### Work request
Nothing in the data may be altered as it is transcribed.
- - - -
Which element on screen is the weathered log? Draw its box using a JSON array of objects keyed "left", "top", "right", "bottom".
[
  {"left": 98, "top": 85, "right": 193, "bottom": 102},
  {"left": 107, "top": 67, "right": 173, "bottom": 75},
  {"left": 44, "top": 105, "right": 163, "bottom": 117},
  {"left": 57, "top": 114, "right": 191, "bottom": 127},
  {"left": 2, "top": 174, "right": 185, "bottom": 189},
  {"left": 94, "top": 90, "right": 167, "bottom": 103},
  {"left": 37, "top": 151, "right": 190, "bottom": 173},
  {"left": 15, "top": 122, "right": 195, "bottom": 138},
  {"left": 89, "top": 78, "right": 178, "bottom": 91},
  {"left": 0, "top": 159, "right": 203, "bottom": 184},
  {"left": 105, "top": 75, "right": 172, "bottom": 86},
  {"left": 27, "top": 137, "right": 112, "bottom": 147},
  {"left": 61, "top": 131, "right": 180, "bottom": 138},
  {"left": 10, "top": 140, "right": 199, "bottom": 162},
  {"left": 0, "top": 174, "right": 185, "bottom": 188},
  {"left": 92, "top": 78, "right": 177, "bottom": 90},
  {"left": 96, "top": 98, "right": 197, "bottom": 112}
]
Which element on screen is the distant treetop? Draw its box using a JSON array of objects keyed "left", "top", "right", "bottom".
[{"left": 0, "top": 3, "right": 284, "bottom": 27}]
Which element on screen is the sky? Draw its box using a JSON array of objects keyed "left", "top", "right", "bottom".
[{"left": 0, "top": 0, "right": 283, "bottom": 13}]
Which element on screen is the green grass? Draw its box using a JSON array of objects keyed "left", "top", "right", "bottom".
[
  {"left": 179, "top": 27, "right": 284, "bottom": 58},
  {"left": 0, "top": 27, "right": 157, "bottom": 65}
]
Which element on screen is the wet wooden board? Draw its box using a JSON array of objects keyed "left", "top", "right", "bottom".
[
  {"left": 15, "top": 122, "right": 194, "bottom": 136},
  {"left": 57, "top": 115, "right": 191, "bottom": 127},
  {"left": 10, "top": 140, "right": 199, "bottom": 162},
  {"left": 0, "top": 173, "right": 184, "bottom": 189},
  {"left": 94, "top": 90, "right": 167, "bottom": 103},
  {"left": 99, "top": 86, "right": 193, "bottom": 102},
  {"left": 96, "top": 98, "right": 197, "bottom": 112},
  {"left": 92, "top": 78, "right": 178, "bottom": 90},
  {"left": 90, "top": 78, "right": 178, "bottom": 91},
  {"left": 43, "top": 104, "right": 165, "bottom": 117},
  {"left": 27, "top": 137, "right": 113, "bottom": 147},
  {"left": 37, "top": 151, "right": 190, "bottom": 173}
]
- - - -
### Finished task
Which element on screen is the weathered log? Draw its box using a JSON array of objects keyed "left", "top", "right", "bottom".
[
  {"left": 98, "top": 85, "right": 193, "bottom": 102},
  {"left": 107, "top": 67, "right": 173, "bottom": 75},
  {"left": 44, "top": 105, "right": 163, "bottom": 117},
  {"left": 57, "top": 114, "right": 191, "bottom": 127},
  {"left": 2, "top": 174, "right": 185, "bottom": 189},
  {"left": 94, "top": 90, "right": 167, "bottom": 103},
  {"left": 37, "top": 151, "right": 190, "bottom": 173},
  {"left": 15, "top": 122, "right": 195, "bottom": 138},
  {"left": 89, "top": 78, "right": 178, "bottom": 91},
  {"left": 0, "top": 159, "right": 203, "bottom": 184},
  {"left": 105, "top": 75, "right": 172, "bottom": 86},
  {"left": 27, "top": 137, "right": 112, "bottom": 147},
  {"left": 61, "top": 131, "right": 180, "bottom": 138},
  {"left": 10, "top": 140, "right": 199, "bottom": 162},
  {"left": 0, "top": 174, "right": 185, "bottom": 188},
  {"left": 92, "top": 78, "right": 177, "bottom": 90},
  {"left": 96, "top": 98, "right": 197, "bottom": 112}
]
Which element on screen is the distant treetop? Draw its box using a JSON array of objects keyed "left", "top", "right", "bottom".
[{"left": 0, "top": 3, "right": 284, "bottom": 27}]
Which element on screen is the sky? Draw its box using a JSON array of objects keyed "left", "top", "right", "bottom".
[{"left": 0, "top": 0, "right": 283, "bottom": 13}]
Which element on screen is the green grass? Draw its box using a JSON array of objects keyed "left", "top", "right", "bottom".
[
  {"left": 179, "top": 27, "right": 284, "bottom": 58},
  {"left": 0, "top": 27, "right": 157, "bottom": 65}
]
Which element on screen is the wet wooden board? Draw its box using a JSON array of objects keyed "left", "top", "right", "bottom".
[
  {"left": 15, "top": 122, "right": 194, "bottom": 136},
  {"left": 57, "top": 115, "right": 191, "bottom": 127},
  {"left": 10, "top": 140, "right": 199, "bottom": 162},
  {"left": 0, "top": 173, "right": 184, "bottom": 189},
  {"left": 94, "top": 90, "right": 167, "bottom": 103},
  {"left": 99, "top": 86, "right": 193, "bottom": 102},
  {"left": 96, "top": 98, "right": 197, "bottom": 112},
  {"left": 92, "top": 78, "right": 178, "bottom": 90},
  {"left": 90, "top": 78, "right": 178, "bottom": 91},
  {"left": 43, "top": 104, "right": 165, "bottom": 117},
  {"left": 27, "top": 137, "right": 113, "bottom": 147},
  {"left": 37, "top": 151, "right": 190, "bottom": 173}
]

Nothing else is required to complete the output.